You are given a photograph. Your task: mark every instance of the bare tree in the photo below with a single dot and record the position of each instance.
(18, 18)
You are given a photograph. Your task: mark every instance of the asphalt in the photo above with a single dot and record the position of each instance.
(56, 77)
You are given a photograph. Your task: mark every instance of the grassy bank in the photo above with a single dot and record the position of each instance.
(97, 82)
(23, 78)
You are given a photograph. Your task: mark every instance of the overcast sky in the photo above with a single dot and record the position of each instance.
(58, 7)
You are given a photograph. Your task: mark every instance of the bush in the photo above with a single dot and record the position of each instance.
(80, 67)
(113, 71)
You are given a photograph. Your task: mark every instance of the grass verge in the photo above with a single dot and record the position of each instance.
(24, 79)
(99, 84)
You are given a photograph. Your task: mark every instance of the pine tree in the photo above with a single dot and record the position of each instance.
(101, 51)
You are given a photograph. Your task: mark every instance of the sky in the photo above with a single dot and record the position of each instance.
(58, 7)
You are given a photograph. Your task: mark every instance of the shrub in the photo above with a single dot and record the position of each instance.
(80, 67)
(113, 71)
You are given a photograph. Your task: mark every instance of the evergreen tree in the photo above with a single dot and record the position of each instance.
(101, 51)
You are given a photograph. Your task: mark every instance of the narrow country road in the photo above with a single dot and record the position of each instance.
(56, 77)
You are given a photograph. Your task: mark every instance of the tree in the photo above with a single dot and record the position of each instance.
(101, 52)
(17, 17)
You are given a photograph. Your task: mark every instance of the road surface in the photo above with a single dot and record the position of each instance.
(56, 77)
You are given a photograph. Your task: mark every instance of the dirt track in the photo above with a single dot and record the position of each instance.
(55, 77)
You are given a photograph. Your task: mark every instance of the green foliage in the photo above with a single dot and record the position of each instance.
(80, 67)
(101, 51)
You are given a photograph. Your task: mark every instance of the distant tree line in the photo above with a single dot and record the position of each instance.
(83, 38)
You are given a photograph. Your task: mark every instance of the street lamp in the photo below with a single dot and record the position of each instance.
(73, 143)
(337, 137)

● ● ● ● ●

=== Task prompt ===
Repeat all of the records, letter for letter.

=== Result of the task ===
You are given a photograph. Your task: mark every instance of the bare tree in the photo below with a single dot and record the position of each instance.
(18, 18)
You are given a photograph. Your task: mark every instance of the asphalt in the photo above with a single dot and record the position of each instance.
(56, 77)
You are given a photograph. Your task: mark every instance of the grassy bank in the photo above with a single dot and record the position of each instance.
(97, 82)
(23, 78)
You are given a photograph. Your task: mark every instance of the overcast sky in the photo above with a single dot and record the position of each instance.
(58, 7)
You are given a photograph. Your task: mark every instance of the bush in the photo above with a single dot and record the position of each instance.
(80, 67)
(113, 71)
You are given a photograph. Your task: mark every instance of the grass verge in the photo above with a single dot and record the position of each instance.
(24, 79)
(99, 84)
You are given a photograph. Your task: mark every instance of the pine tree in the photo above with a single dot and record the position of each instance.
(101, 51)
You are given a photograph. Your task: mark every instance of the sky in the photo above with a single dot and record the position of each instance.
(58, 7)
You are given a photograph. Your task: mark every instance of the shrub in the photo above with a single dot and record the position of each instance.
(80, 67)
(113, 71)
You are given a photograph. Your task: mark every instance of the evergreen tree in the photo above with a single dot and record the position of each instance.
(101, 51)
You are given a photograph. Your task: mark every instance of the narrow country road in the photo above with a single dot and record the position of each instance.
(56, 77)
You are given a photograph. Your task: mark every instance of the tree in the photo above with a single dot and record the position of each instance.
(101, 52)
(17, 17)
You are given a photograph. Your task: mark every instance of the road surface in the photo above with a single dot and record the position of each instance.
(56, 77)
You are given a photograph. Your task: mark every instance of the dirt track in the photo above with a single dot and record the position of each instance.
(55, 77)
You are given a photograph. Your task: mark every instance of the green foliage in the photo above with a single dot and record the position of each instance.
(80, 67)
(101, 51)
You are given a photograph. Your task: mark every instance of the distant tree line in the photo above with a single dot and record the position of each instance.
(83, 38)
You are given a photograph. Your task: mark every instance of the street lamp in the photo below with a single dot and record the position of each instance.
(73, 143)
(337, 137)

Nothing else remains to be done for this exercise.